SJP
*
SŁOWNIK SJP

X

tchy

dopuszczalne w grach (i)

dech

tchnienie; oddech; oddychanie


KOMENTARZE

borutadevil # 2009-02-17

dopuszczalne w grach? w jakich grach? ktoś sobie chyba jaja robi! może być co najwyżej zgodne z językiem polskim, albo nie zgodne, ciekawe co by Miodek na to powiedział

~gosc # 2014-10-09

niesamowite po prostu brak komentarza , ten najzwyklejszy w swiecie zdrowy rozsądek w tym slowniku zostal juz dawno przekroczony brak slow pozdrawiam przy okazji twórców tego cuda jestem pod wrażeniem

~gosc # 2014-10-09

"po prostu brak komentarza"

Trzymamy za słowo.

marek176cm # 2014-10-09

Może ktoś zaoferuje zdanie ilustrujące użycie słowa <tchy>?

M176c / W

~gosc # 2014-10-09

Proszę bardzo.

Formy mianownika, biernika i wołacza liczby mnogiej od słowa "dech" brzmią: tchy.

Ale jeśli komuś się nie podoba, to może wyręczy mnie Bolesław Leśmian:
(...)
I piję tchy nieskończenia,
I radość w piersi mi płacze,
I strach mię jeno zdejmuje,
Że koniec stepu zobaczę!...

(Na stepie)

Dziękuję za uwagę.
Gość-anonimowiec :D

~gosc # 2014-10-09

A może jeszcze Maria Konopnicka (Wiejska droga):
Po tej naszej wiejskiej drodze
W dumach, w dumkach oto chodzę,
W dumach, w dumkach schylam głowę
Pod te zorze wieczorowe,
Pod tej ciszy tchy
(...)

→ **Dostarczone dane**:
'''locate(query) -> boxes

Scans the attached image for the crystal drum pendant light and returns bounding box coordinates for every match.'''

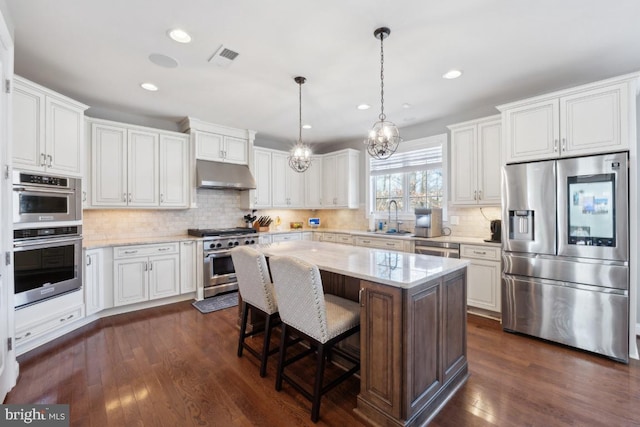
[364,27,402,159]
[289,77,311,172]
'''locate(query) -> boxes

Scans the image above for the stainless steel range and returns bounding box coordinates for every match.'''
[188,228,258,298]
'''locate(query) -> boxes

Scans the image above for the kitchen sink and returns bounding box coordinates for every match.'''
[367,230,413,236]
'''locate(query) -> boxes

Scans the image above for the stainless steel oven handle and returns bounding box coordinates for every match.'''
[204,250,231,258]
[13,186,75,194]
[13,236,82,248]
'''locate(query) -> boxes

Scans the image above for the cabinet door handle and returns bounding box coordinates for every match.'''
[16,332,31,341]
[60,314,75,322]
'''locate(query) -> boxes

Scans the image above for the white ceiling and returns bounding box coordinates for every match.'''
[5,0,640,144]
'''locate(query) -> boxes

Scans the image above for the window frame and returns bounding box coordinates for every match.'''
[365,133,449,221]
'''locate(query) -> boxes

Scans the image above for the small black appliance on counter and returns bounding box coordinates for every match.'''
[485,219,502,242]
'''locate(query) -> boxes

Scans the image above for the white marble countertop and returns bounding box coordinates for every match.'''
[82,233,202,249]
[414,236,502,248]
[257,240,469,289]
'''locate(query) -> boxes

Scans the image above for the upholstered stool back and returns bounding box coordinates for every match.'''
[231,246,278,314]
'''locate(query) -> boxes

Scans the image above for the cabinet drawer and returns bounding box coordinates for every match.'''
[335,234,353,245]
[113,242,180,259]
[16,305,84,345]
[320,233,336,242]
[460,245,501,261]
[356,237,404,251]
[271,233,301,243]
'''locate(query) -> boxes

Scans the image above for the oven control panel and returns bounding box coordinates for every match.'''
[203,236,258,251]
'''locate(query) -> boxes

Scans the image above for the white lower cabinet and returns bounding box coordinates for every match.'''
[84,249,105,316]
[271,233,302,243]
[113,243,180,306]
[15,290,85,354]
[460,245,502,313]
[352,236,413,252]
[180,240,198,294]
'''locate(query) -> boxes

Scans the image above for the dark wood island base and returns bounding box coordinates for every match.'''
[254,242,469,427]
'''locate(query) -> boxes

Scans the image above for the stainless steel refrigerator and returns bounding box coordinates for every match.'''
[502,152,629,362]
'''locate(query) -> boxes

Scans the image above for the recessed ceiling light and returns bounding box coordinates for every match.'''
[168,28,191,43]
[442,70,462,80]
[149,53,178,68]
[140,82,158,92]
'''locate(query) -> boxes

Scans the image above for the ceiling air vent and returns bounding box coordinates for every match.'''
[209,46,239,68]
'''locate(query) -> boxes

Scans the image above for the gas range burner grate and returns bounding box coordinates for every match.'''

→ **Cel zadania**:
Przepisz wiernie fragment tekstu o słowie „tchy”, zaczynając od słów „Proszę bardzo.” i kontynuując aż do słów „Dziękuję za uwagę.”. Dane pochodzą z innego źródła niż tekst.

→ **Poprawna odpowiedź**:
Proszę bardzo.

Formy mianownika, biernika i wołacza liczby mnogiej od słowa "dech" brzmią: tchy.

Ale jeśli komuś się nie podoba, to może wyręczy mnie Bolesław Leśmian:
(...)
I piję tchy nieskończenia,
I radość w piersi mi płacze,
I strach mię jeno zdejmuje,
Że koniec stepu zobaczę!...

(Na stepie)

Dziękuję za uwagę.